**TO DO:**
Copy out unchanged the lines in the entries below, from the line containing "Please find every doorway" through the end of the entries.

**TASK DATA:**
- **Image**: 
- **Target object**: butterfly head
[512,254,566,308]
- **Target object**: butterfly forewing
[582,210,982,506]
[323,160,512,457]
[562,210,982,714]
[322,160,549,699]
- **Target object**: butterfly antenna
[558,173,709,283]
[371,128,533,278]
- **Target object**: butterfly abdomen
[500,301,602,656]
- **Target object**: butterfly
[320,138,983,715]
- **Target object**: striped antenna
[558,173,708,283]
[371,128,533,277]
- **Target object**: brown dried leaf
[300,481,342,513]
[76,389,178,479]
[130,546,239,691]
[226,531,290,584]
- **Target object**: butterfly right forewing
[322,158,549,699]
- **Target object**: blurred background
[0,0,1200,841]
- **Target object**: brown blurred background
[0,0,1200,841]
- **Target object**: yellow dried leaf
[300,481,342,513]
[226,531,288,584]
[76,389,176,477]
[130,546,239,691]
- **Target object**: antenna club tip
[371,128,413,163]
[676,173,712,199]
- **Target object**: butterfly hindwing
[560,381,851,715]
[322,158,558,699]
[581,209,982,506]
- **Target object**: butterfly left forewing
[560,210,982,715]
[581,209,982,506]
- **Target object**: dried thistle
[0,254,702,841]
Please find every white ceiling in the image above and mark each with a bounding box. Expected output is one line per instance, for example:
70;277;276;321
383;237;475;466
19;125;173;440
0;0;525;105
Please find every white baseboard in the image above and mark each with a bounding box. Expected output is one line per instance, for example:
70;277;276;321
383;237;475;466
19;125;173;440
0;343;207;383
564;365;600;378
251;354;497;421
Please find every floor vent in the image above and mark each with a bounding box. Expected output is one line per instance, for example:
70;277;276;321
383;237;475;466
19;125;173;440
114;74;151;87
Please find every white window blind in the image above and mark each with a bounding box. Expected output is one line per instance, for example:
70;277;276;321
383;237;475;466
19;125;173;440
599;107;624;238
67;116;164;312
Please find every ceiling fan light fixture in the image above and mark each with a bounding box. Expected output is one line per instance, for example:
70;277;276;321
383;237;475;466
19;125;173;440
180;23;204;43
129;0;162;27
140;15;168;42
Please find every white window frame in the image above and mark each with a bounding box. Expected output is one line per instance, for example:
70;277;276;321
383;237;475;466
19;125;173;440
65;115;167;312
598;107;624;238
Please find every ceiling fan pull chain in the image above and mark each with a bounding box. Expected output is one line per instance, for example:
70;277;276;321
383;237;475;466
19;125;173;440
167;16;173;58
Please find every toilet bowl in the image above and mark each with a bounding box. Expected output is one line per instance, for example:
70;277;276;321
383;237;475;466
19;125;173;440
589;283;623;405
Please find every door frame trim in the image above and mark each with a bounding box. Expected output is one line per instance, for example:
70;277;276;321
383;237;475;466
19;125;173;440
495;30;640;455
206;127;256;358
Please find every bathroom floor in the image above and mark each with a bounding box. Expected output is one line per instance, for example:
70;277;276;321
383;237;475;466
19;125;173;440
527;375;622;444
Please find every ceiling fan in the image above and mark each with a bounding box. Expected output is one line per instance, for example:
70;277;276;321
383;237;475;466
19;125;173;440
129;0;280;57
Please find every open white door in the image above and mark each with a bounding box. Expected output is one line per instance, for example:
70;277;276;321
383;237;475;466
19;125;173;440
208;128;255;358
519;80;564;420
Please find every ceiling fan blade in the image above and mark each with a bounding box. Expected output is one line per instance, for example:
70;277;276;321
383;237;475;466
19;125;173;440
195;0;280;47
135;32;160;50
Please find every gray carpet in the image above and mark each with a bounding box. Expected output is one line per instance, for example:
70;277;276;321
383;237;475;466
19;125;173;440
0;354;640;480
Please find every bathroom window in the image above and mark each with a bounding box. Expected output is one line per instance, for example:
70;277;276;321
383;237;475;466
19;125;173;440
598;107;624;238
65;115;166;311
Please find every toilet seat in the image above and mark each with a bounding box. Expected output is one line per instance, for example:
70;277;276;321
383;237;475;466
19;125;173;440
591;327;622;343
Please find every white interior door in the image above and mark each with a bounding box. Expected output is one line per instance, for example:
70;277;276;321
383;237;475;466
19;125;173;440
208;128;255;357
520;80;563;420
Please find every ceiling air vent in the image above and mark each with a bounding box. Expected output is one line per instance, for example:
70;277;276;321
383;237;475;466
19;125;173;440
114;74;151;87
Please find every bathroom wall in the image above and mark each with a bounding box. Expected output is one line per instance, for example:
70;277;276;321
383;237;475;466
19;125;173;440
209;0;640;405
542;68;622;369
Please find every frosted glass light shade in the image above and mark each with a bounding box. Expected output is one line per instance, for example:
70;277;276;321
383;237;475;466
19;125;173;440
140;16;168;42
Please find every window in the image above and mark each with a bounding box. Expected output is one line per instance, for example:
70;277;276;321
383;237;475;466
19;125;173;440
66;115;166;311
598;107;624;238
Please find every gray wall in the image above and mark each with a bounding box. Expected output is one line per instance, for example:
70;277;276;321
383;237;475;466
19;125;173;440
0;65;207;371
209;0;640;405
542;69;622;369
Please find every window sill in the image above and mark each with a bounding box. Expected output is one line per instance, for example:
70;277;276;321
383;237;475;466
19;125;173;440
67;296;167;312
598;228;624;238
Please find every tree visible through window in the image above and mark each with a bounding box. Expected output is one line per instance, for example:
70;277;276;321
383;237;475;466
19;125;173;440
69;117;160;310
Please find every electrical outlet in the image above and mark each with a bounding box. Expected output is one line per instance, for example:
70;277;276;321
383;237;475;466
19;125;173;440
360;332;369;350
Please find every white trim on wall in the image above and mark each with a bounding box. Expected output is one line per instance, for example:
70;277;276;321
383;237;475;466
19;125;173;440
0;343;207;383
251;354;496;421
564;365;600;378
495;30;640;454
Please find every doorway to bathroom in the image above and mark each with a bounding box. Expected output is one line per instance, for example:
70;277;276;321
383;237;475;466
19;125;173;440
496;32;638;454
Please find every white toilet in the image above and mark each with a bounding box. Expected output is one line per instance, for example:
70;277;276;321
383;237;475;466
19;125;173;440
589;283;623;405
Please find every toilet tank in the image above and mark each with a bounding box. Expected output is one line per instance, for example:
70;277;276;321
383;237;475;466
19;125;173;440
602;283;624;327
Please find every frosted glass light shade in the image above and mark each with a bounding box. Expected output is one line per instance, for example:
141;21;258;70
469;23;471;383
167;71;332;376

**RESULT FOR THIS EXERCISE:**
Please find every doorway to bathroom in the image above and mark each with a bounding box. Expected output is one line per instance, for example:
70;277;276;321
383;237;475;466
19;125;173;440
496;32;638;454
Please find every white toilet in the image above and mark each with a bounding box. Expected output is one line per instance, for example:
70;277;276;321
383;237;475;466
19;125;173;440
589;283;623;405
Please find every toilet tank in the image above and mark each with a bounding box. Expected output is one line per instance, for example:
70;277;276;321
383;237;475;466
19;125;173;440
602;283;624;327
Please find every frosted glass light shade in the image above and mark each with a bounding box. Expected output is one line per instance, for example:
141;21;258;70
469;23;471;383
167;71;332;376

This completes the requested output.